> **Text provided**
AgentSkillsCN

ELT Modeling

ELT(提取、加载、转换)建模模式、维度建模、事实表与维度表设计,以及数据仓库架构综合指南

SKILL.md
--- frontmatter
name: ELT Modeling
description: Comprehensive guide to ELT (Extract, Load, Transform) modeling patterns, dimensional modeling, fact and dimension tables, and data warehouse design

ELT Modeling

ELT vs ETL

ETL (Traditional)

code
Extract → Transform → Load

1. Extract from source
2. Transform in ETL tool (Informatica, Talend)
3. Load to warehouse

Pros: Clean data before loading
Cons: Slow, expensive transformation servers

ELT (Modern)

code
Extract → Load → Transform

1. Extract from source
2. Load raw data to warehouse
3. Transform in warehouse (SQL, dbt)

Pros: Fast loading, leverage warehouse power
Cons: Raw data in warehouse (need governance)

Why ELT?

  • Cloud warehouses: Snowflake, BigQuery, Redshift (powerful, scalable)
  • Separation of concerns: EL (Fivetran, Airbyte) + T (dbt)
  • Flexibility: Transform multiple ways from same raw data
  • Speed: Parallel processing in warehouse

Dimensional Modeling

Star Schema

code
        dim_customers
              |
        dim_products
              |
         fct_orders  ← Central fact table
              |
        dim_dates
              |
        dim_locations

Characteristics:

  • One fact table (center)
  • Multiple dimension tables (points)
  • Denormalized (fast queries)

Snowflake Schema

code
    dim_customers
          |
    dim_customer_segments
          |
     fct_orders
          |
    dim_products
          |
    dim_product_categories

Characteristics:

  • Normalized dimensions
  • Less redundancy
  • More joins (slower queries)

Recommendation: Use star schema for analytics (faster)


Fact Tables

Definition

Fact table: Stores measurable events (transactions, orders, clicks)

Characteristics

  • Large: Millions to billions of rows
  • Numeric measures: Amounts, quantities, counts
  • Foreign keys: Links to dimensions
  • Grain: Level of detail (one row per order, per day, etc.)

Types of Facts

Transaction Facts:

sql
-- One row per transaction
fct_orders:
  order_id (PK)
  customer_id (FK)
  product_id (FK)
  order_date_id (FK)
  quantity
  amount

Periodic Snapshot Facts:

sql
-- One row per period (daily, monthly)
fct_inventory_daily:
  date_id (PK)
  product_id (PK)
  warehouse_id (PK)

Labels for object points
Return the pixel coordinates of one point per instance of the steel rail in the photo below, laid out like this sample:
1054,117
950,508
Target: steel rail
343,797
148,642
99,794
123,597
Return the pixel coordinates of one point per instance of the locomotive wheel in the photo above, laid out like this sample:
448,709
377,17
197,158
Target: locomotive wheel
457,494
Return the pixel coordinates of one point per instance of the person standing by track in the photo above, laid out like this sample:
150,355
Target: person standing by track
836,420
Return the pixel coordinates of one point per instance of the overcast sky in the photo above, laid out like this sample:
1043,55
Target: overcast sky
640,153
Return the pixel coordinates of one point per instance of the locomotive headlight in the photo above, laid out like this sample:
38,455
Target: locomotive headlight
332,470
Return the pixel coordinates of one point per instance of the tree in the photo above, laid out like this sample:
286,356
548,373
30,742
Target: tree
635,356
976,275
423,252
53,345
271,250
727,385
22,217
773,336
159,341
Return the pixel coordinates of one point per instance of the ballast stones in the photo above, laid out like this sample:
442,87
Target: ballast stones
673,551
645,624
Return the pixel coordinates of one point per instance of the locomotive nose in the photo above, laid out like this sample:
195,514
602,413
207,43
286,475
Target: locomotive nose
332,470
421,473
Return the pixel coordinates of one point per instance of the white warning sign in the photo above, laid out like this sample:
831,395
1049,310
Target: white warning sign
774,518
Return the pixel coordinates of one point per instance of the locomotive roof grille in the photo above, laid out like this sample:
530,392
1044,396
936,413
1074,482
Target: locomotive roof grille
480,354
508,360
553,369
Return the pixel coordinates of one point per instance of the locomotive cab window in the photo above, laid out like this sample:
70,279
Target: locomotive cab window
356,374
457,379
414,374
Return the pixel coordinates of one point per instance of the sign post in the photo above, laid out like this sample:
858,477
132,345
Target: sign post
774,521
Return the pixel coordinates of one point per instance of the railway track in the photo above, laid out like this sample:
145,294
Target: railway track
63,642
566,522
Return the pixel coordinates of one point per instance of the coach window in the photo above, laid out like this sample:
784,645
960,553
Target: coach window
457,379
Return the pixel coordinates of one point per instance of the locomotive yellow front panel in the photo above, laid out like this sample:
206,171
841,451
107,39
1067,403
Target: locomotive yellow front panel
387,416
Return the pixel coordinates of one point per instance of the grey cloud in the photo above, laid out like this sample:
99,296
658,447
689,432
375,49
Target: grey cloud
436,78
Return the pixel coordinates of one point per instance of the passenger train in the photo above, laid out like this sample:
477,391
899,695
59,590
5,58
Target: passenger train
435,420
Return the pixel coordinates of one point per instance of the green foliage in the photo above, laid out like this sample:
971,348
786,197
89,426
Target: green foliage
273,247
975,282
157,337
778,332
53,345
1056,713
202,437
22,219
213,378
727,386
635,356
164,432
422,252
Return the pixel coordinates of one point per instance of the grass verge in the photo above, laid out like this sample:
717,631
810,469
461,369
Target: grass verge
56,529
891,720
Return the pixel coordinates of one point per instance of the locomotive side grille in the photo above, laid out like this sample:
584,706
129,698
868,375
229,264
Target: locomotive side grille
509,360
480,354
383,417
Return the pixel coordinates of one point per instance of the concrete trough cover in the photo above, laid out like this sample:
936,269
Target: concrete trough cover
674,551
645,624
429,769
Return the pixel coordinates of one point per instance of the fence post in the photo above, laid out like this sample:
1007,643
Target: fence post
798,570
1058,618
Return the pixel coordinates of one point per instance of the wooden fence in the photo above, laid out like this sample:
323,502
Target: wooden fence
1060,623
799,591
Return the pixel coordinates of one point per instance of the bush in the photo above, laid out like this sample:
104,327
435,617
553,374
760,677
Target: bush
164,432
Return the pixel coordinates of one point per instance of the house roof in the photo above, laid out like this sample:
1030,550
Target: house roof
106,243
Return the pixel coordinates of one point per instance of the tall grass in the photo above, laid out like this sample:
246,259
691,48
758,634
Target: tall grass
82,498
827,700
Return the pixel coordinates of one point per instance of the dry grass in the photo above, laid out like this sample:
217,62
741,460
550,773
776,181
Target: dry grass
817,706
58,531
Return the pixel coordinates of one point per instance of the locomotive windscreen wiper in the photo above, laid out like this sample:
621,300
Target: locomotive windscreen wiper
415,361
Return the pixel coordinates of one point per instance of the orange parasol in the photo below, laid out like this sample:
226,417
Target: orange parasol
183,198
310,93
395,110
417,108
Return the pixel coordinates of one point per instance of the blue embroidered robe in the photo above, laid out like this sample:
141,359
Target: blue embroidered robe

> **Requirement**
Retype a passage from the ELT modeling guide, beginning at the words "Pros: Fast loading, leverage" and stopping after the words "Airbyte) + T (dbt)". These entries were taken from a separate source, not from the ELT modeling guide.

> **Output for this exercise**
Pros: Fast loading, leverage warehouse power
Cons: Raw data in warehouse (need governance)

Why ELT?

  • Cloud warehouses: Snowflake, BigQuery, Redshift (powerful, scalable)
  • Separation of concerns: EL (Fivetran, Airbyte) + T (dbt)